»»
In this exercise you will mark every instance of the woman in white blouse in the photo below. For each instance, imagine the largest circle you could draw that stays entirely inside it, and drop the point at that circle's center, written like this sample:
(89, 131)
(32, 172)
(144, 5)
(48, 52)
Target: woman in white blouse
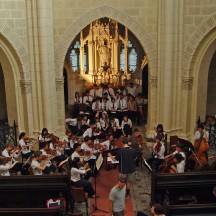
««
»»
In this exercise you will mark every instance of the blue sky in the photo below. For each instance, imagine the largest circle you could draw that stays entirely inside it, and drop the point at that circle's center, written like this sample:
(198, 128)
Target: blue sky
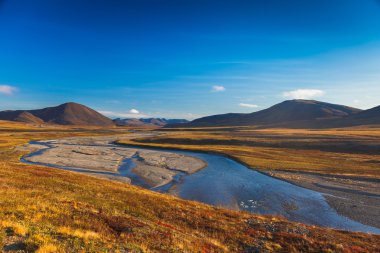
««
#### [EXERCISE OBJECTIVE]
Which lines in the records contain the word "sample"? Gather every such line and copy each one in full.

#### [FINISHED ANSWER]
In this exercise you will mark every instance of the woman in white blouse in the photo below. For each instance, imagine the largest circle you could draw that stays entirely inside it, and drop the point at that circle's center, written like this sample:
In this exercise you will mark every instance of the blue sky in the photo below. For each instance, imagine the largest circle you could draw that stays entirely inside it, and drop the point at that circle's center, written like this sample:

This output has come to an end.